*提示文*:
-*-*-

T型人材とは|π型人材・H型人材との違いや育成方法を紹介

新しい時代が求める人材タイプとして「T型人材」が注目されています。一つの専門分野と幅広い知識を持つT型人材は、多様化する時代において企業の重要な役割を果たすでしょう。本記事では、T型人材を育成するメリットや企業としてできることを解説します。
- 01.T型人材とは
- 02.T型人材と他の型の違い
- 03.T型人材に求められるスキル
- 04.T型人材を育成するメリット
- 05.T型人材の育成方法
- 06.T型人材を育成|Schoo for Business
- 07.まとめ
01T型人材とは

T型人材とは、専門知識を極めたスペシャリストと、従来の総合職にあたるゼネラリストのハイブリッドと言える人材のことです。スペシャリストのことを「I型人材」、ゼネラリストのことを「ー型人材」と言いますが、これを合わせたのが「T型人材」となります。
この両方を備えたT型人材は、専門領域にとらわれない広い視野で活躍できる、新しい人材タイプとして期待されています。
T型人材が必要とされる背景
T型人材が必要とされる背景には、技術革新とイノベーティブなアイデアを求める企業の増加があります。近年の技術進化のスピードは急速であり、企業はこれに適応しつつ新たな価値を生み出す能力が求められています。T型人材は、特定分野の深い専門知識と幅広い視野を持つため、異なる分野の知見を結びつけることで革新を生む重要な存在となっています。
02T型人材と他の型の違い

T型人材以外にも、さらに進化を遂げることで達することのできるさまざまな人材タイプがあります。ここでは、それらの意味や特徴をまとめて紹介します。
π型人材の違い
T型人材は「1つの深い専門性+広い知識」を持つ人材ですが、π型人材は「2つの深い専門性+広い知識」を持つ点が異なります。π型人材は、2つの専門分野を掛け合わせることで、より高度で複合的なスキルを発揮できるのが特徴です。例えば、エンジニアリングとマーケティングの両方に強い人材は、技術開発と市場戦略の両面から価値を生み出せます。一方、T型人材は特定の専門性に軸足を置きつつ、他分野と連携することで強みを発揮します。π型人材の方がより高度なスキルが求められ、多様なキャリアパスに対応しやすいですが、育成には時間がかかる傾向があります。
H型人材の違い
H型人材は、2つの専門分野を持つ点ではπ型人材と似ていますが、それらを統合するだけでなく、他の分野と橋渡しをする能力が求められます。T型人材は「1つの専門性+広い知識」ですが、H型人材は「2つの専門性+組織や人をつなぐスキル」を持つ点が特徴です。例えば、経営とITの両方に精通し、組織間の調整やプロジェクトの推進ができる人材が該当します。H型人材は、経営層やプロジェクトリーダーとして組織全体の橋渡し役となることが多く、T型人材よりもマネジメント寄りの役割を果たすケースが多いです。

-*-*-

*表示された行*:
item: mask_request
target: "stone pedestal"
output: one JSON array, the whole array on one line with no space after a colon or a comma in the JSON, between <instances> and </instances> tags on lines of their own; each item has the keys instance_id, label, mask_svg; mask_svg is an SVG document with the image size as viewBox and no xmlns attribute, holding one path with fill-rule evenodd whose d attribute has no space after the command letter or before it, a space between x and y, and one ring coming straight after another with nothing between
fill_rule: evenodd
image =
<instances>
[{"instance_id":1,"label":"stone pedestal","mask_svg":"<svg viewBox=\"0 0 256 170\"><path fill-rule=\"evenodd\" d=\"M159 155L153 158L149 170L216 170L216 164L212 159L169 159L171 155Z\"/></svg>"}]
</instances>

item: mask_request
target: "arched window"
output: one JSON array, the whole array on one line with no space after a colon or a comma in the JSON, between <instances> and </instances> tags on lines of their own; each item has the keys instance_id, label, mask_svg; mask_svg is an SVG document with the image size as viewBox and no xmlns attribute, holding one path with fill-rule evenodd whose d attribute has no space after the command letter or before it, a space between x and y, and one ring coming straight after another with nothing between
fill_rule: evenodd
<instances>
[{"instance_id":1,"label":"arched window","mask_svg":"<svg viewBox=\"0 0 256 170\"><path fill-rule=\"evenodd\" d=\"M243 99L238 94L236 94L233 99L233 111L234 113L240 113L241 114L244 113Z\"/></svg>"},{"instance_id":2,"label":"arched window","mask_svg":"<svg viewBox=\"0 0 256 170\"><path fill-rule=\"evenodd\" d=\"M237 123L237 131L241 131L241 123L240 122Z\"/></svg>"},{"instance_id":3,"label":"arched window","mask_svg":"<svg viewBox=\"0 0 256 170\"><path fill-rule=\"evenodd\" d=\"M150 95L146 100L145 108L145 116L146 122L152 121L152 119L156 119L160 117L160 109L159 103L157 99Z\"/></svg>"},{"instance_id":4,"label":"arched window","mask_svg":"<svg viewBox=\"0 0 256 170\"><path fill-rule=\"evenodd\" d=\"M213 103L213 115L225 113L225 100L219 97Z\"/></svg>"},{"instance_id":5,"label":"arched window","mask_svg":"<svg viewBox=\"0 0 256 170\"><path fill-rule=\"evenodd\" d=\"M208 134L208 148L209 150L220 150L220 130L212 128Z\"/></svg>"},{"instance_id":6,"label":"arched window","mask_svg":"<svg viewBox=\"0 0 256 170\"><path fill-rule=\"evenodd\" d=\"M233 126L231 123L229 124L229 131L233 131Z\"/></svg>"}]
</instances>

-*-*-

*取り組む課題*:
**1)** 提示文を2文で要約してください。
**2)** 提示文のうち、「新しい時代が求める人材タイプ」から「む重要な存在となっています。」までの部分を一字一句変えずに抜き出してください。

*順番どおりの結果*:
**1)** T型人材とは、一つの専門分野と幅広い知識を持ち、スペシャリストとゼネラリストのハイブリッドと言える人材であり、技術革新とイノベーティブなアイデアを求める企業の増加を背景に注目されている。これに対しπ型人材は2つの深い専門性と広い知識を持ち、H型人材は2つの専門性に加えて組織や人をつなぐスキルを持つ点が異なる。

**2)**
新しい時代が求める人材タイプとして「T型人材」が注目されています。一つの専門分野と幅広い知識を持つT型人材は、多様化する時代において企業の重要な役割を果たすでしょう。本記事では、T型人材を育成するメリットや企業としてできることを解説します。
- 01.T型人材とは
- 02.T型人材と他の型の違い
- 03.T型人材に求められるスキル
- 04.T型人材を育成するメリット
- 05.T型人材の育成方法
- 06.T型人材を育成|Schoo for Business
- 07.まとめ
01T型人材とは

T型人材とは、専門知識を極めたスペシャリストと、従来の総合職にあたるゼネラリストのハイブリッドと言える人材のことです。スペシャリストのことを「I型人材」、ゼネラリストのことを「ー型人材」と言いますが、これを合わせたのが「T型人材」となります。
この両方を備えたT型人材は、専門領域にとらわれない広い視野で活躍できる、新しい人材タイプとして期待されています。
T型人材が必要とされる背景
T型人材が必要とされる背景には、技術革新とイノベーティブなアイデアを求める企業の増加があります。近年の技術進化のスピードは急速であり、企業はこれに適応しつつ新たな価値を生み出す能力が求められています。T型人材は、特定分野の深い専門知識と幅広い視野を持つため、異なる分野の知見を結びつけることで革新を生む重要な存在となっています。